MATERIAL:
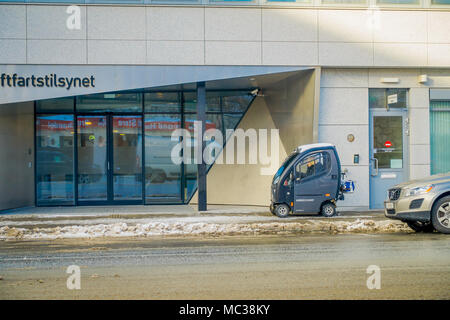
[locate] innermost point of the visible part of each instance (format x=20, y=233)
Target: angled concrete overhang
x=119, y=77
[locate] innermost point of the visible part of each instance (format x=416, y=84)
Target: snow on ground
x=193, y=227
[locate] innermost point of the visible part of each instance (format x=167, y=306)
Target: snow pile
x=122, y=229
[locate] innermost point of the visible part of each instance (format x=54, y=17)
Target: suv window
x=313, y=165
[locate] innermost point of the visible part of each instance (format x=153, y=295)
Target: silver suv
x=423, y=204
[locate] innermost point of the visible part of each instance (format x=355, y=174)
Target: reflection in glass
x=127, y=157
x=162, y=176
x=92, y=158
x=388, y=141
x=54, y=159
x=398, y=1
x=162, y=102
x=55, y=105
x=212, y=101
x=388, y=98
x=110, y=102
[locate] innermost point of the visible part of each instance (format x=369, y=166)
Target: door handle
x=376, y=167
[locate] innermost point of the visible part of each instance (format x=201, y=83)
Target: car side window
x=313, y=165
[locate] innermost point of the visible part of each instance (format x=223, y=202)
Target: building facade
x=90, y=95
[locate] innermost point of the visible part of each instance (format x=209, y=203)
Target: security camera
x=254, y=92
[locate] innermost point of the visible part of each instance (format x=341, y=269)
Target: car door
x=313, y=181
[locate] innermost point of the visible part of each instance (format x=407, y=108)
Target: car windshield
x=284, y=165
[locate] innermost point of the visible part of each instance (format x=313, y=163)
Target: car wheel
x=440, y=215
x=282, y=210
x=419, y=226
x=328, y=210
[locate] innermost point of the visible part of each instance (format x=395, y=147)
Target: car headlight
x=276, y=180
x=419, y=190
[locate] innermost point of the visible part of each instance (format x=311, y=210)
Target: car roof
x=307, y=147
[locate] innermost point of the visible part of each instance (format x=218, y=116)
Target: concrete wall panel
x=16, y=140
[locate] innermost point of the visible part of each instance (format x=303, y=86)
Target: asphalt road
x=412, y=266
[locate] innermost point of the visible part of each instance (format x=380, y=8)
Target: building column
x=201, y=167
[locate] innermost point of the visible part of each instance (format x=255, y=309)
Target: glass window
x=127, y=157
x=162, y=176
x=212, y=101
x=92, y=147
x=388, y=98
x=55, y=105
x=298, y=1
x=162, y=102
x=110, y=102
x=398, y=1
x=439, y=136
x=313, y=165
x=54, y=159
x=344, y=1
x=231, y=120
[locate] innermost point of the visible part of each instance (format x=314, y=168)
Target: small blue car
x=309, y=180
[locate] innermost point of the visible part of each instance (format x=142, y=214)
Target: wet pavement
x=321, y=266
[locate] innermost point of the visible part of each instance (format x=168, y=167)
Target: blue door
x=388, y=152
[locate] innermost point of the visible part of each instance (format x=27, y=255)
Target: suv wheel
x=419, y=226
x=282, y=210
x=440, y=215
x=328, y=210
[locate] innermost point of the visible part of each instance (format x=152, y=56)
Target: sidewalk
x=183, y=220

TASK TO CARRY OUT: Rename each "Target" in the records above to "Object" and give all the records again with nothing else changed. Leave out the pictures.

WRITTEN SOLUTION:
[locate] innermost point of the visible part of each instance (format x=20, y=233)
Object: angled concrete overhang
x=119, y=77
[locate] innermost point of the visible part of each instance (format x=416, y=84)
Object: snow on ground
x=193, y=227
[locate] innermost point of the visible part of each instance (format x=167, y=306)
Object: snow pile
x=122, y=229
[locate] innermost point of the visible part of each instance (format x=54, y=17)
Object: suv window
x=313, y=165
[locate] innermost point of the visible part of each instance (format x=153, y=295)
Object: silver suv
x=423, y=204
[locate] innermost point of the visible part of each instance (format x=355, y=174)
Object: reflection in glass
x=127, y=157
x=162, y=176
x=92, y=158
x=388, y=141
x=54, y=159
x=398, y=1
x=162, y=102
x=55, y=105
x=212, y=101
x=388, y=98
x=110, y=102
[locate] innermost point of the visible part of each instance (format x=369, y=166)
Object: door handle
x=376, y=167
[locate] innermost point of the visible part of each instance (format x=201, y=83)
Object: car side window
x=313, y=165
[locate] innermost point of the visible part of each instance (format x=223, y=202)
Object: building facade
x=90, y=95
[locate] innermost point of the visible part of each instance (format x=209, y=203)
Object: security camera
x=254, y=92
[locate] innermost point of the visible part of each instance (format x=341, y=269)
Object: car door
x=313, y=181
[locate] innermost point of the visible part of each instance (format x=407, y=108)
Object: car windshield
x=284, y=165
[locate] innermost point of the visible part of each instance (format x=313, y=163)
Object: car wheel
x=440, y=215
x=282, y=210
x=419, y=226
x=328, y=210
[locate] innermost point of the visible part of each instance (format x=395, y=147)
Object: car headlight
x=276, y=180
x=419, y=190
[locate] innermost point of the visible part of each instance (format x=311, y=210)
Object: car roof
x=307, y=147
[locate] innermost point of the visible part of each instance (format x=218, y=116)
Object: concrete wall panel
x=16, y=140
[locate] innermost point of the visible part of each instance (format x=303, y=86)
Object: asphalt road
x=412, y=266
[locate] innermost point of the visible part of each instance (format x=380, y=8)
Object: building column
x=201, y=167
[locate] innermost point of the visible part of each instance (format x=255, y=309)
Object: glass window
x=127, y=157
x=162, y=176
x=212, y=101
x=92, y=147
x=388, y=98
x=55, y=105
x=298, y=1
x=162, y=102
x=110, y=102
x=398, y=1
x=439, y=136
x=313, y=165
x=54, y=159
x=344, y=1
x=231, y=120
[locate] innermost point of the visible part of each instance (format x=314, y=168)
Object: small blue car
x=309, y=180
[locate] innermost point of the visible part of each instance (format x=142, y=214)
Object: wet pavement
x=321, y=266
[locate] innermost point of the visible part of each instance (format x=168, y=167)
Object: blue door
x=388, y=152
[locate] innermost point of the visible part of each instance (format x=27, y=255)
Object: suv wheel
x=419, y=226
x=282, y=210
x=440, y=215
x=328, y=210
[locate] innermost point of the visible part of each instance (format x=152, y=56)
Object: sidewalk
x=183, y=220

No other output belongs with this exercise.